**EXERCISE DIRECTIONS:** Give back the whole listing exactly as it is written.

**SUPPLIED MATERIAL:**

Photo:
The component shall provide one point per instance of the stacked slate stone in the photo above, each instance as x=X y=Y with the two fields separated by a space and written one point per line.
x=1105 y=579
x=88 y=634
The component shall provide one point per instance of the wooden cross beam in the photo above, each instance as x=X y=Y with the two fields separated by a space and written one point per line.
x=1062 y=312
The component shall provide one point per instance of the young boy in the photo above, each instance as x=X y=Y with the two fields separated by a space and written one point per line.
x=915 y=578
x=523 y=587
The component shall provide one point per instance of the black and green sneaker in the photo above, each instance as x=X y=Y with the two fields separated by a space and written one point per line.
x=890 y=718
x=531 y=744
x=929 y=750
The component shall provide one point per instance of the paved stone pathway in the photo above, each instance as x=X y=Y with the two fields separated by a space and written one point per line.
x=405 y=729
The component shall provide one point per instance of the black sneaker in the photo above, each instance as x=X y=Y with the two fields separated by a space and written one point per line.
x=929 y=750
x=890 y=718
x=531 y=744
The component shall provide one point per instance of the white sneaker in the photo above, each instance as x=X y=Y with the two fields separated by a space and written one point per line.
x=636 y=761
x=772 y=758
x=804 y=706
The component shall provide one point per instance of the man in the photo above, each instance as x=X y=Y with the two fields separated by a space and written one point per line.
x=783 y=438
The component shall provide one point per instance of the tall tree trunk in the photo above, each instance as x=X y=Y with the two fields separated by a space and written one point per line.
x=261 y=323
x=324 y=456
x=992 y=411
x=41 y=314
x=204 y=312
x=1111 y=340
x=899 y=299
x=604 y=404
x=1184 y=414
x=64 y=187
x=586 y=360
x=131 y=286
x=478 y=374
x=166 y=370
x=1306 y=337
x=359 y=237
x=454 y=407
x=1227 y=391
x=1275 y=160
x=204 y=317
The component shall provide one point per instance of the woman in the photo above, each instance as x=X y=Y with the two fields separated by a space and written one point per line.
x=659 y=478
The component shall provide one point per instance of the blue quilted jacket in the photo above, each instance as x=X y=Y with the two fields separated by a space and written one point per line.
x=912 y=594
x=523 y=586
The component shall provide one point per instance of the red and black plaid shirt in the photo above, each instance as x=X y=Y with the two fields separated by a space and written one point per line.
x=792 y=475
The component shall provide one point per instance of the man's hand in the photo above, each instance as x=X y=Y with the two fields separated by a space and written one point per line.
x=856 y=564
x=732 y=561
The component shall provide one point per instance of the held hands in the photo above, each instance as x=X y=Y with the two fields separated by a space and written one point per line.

**COMPLETED EXERCISE:**
Photo:
The component shall provide one point per instance of the stacked slate stone in the photo above, each instance as x=X y=Y with the two fields separated by a space and written one point per line.
x=1105 y=579
x=88 y=634
The component shall provide one point per instance of the wooden cross beam in the photo above, each instance as x=X y=Y with the two fields separated by a space and written one point per line.
x=1062 y=312
The component shall provide one point per instance of the young boy in the photo above, each instance as x=X y=Y with the two fields separated by a space and written one point per line.
x=915 y=578
x=523 y=587
The component shall provide one point per instance of the black and green sneaker in the photo above, each instance as x=X y=Y with the two fields separated by a space and written one point per line.
x=890 y=718
x=531 y=744
x=929 y=750
The component shall provide one point per instance of the paved stone pathway in the photo above, each instance as x=X y=Y with the two fields separated by a space and written one point per line.
x=405 y=729
The component shall provide one point per instance of the black sneaker in the photo above, each instance as x=X y=Y with the two fields separated by a space and written one point per line.
x=929 y=750
x=890 y=718
x=531 y=744
The component shall provide one point per instance of the white sneaker in the photo above, each instance as x=X y=Y with the two fields separated by a space and written one point per line.
x=636 y=761
x=772 y=758
x=804 y=706
The component shall provide one point per instance of the man in the photo above, each instance as x=X y=Y with the two fields separated by a space and written one point per line.
x=783 y=438
The component shall provide one point per instance of the tall tree trunk in the photo above, each instance as x=X y=Y with the two fields separated by a space and written one point per line.
x=261 y=323
x=324 y=456
x=992 y=411
x=41 y=314
x=204 y=312
x=1111 y=340
x=899 y=299
x=604 y=404
x=1184 y=414
x=64 y=187
x=586 y=360
x=131 y=286
x=478 y=374
x=166 y=370
x=1306 y=337
x=359 y=237
x=454 y=407
x=1227 y=391
x=1275 y=160
x=204 y=317
The component shall provide one point per instance of the woman in the photo above, each instance as x=X y=Y with the two fields separated by a space and written one point per line.
x=659 y=478
The component shall provide one point per instance of the blue quilted jacket in the photo above, each instance as x=X y=Y with the two fields separated by a space and written one point per line.
x=912 y=594
x=523 y=586
The component shall provide one point per instance of the red and black plaid shirt in the photo above, each instance as x=X y=Y with the two fields separated by a space and written one point per line.
x=792 y=475
The component shall provide one point per instance of the man's hand in the photo above, each instance as x=X y=Y with the two fields separated by a space and written one point per line.
x=856 y=564
x=732 y=561
The component shall provide one point per instance of the held hands in the photo above, each instance as x=X y=Y with the two fields separated by a space and written one point per line.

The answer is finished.